-- START OF Source material --

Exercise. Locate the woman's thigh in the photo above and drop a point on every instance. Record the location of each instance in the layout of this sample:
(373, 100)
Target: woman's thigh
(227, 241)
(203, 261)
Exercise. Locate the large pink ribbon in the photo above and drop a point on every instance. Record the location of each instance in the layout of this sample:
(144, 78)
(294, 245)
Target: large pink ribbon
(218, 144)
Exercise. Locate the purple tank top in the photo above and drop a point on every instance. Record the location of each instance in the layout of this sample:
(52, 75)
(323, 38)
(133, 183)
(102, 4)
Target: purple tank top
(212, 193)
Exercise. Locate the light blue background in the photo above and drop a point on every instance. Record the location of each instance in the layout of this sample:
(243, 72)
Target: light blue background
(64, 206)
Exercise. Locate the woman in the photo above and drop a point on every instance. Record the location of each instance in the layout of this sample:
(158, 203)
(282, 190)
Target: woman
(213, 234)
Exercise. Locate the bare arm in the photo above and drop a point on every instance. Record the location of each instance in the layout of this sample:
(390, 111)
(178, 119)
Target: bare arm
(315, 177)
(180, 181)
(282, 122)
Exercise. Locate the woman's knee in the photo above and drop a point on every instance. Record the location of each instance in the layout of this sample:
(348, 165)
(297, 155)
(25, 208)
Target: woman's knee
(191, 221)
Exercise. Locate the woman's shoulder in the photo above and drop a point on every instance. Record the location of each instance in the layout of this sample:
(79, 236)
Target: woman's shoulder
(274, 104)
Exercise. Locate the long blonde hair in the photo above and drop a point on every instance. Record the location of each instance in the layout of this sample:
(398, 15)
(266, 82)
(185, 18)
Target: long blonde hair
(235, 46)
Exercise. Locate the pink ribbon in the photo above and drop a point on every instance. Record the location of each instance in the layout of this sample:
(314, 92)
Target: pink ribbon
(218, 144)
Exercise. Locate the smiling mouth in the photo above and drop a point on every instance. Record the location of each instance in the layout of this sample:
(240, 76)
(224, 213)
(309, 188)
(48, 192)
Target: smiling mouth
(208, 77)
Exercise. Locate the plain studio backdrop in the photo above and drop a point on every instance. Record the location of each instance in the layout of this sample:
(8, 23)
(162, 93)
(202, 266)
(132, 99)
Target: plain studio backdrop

-- END OF Source material --

__Given request__: Reproduce the full listing above, character for character.

__Exercise result__:
Exercise. Locate the woman's thigh in the photo above and drop a point on every instance. Record the location of each instance in the layout of this sample:
(373, 100)
Target: woman's thigh
(227, 241)
(203, 261)
Exercise. Locate the large pink ribbon in the photo above and drop a point on every instance. Record the location of each instance in the layout of this sample:
(144, 78)
(294, 245)
Target: large pink ribbon
(218, 144)
Exercise. Locate the purple tank top in the photo above and drop a point on every instance. Record the location of each instance in the layout of this sample:
(52, 75)
(323, 38)
(133, 183)
(102, 4)
Target: purple tank top
(212, 193)
Exercise. Locate the light blue background in the photo above and drop a point on every instance. Record the location of each instance in the layout of this sample:
(243, 72)
Target: light blue background
(64, 206)
Exercise. Locate the woman in the photo above and drop a point on every instance. Record the location of each instance in the layout of this sample:
(158, 203)
(282, 190)
Target: woman
(213, 234)
Exercise. Locate the bare arm in the photo above and drop a point on every instance. Record the location of each instance in the layout of this sample:
(390, 111)
(178, 119)
Target: bare arm
(315, 177)
(180, 181)
(282, 122)
Exercise. Locate the woman's knee in the photo above and drop a point on every instance. Record the location of each instance in the layout of this sample:
(348, 165)
(297, 155)
(25, 208)
Target: woman's knee
(191, 221)
Exercise. Locate the woman's shoulder in the photo above and drop a point on every instance. Record the location of each instance in the layout of this sample:
(79, 236)
Target: woman's shoulder
(274, 104)
Exercise. Locate the long blonde hair in the photo above and drop a point on every instance. Record the location of each instance in the layout of this sample:
(398, 15)
(266, 82)
(185, 18)
Target: long blonde hair
(235, 46)
Exercise. Locate the pink ribbon in the photo above and drop a point on every instance. Record the location of each instance in the layout of this sample:
(314, 92)
Target: pink ribbon
(218, 144)
Exercise. Locate the smiling mouth in the photo above and drop a point on every instance. Record the location of each instance in the layout of this sample:
(240, 76)
(224, 213)
(309, 188)
(48, 192)
Target: smiling mouth
(208, 77)
Exercise. Locate the plain studio backdrop in the photo above and drop a point on every instance. Record the location of each instance in the layout of this sample:
(8, 23)
(162, 93)
(202, 266)
(132, 99)
Target: plain studio backdrop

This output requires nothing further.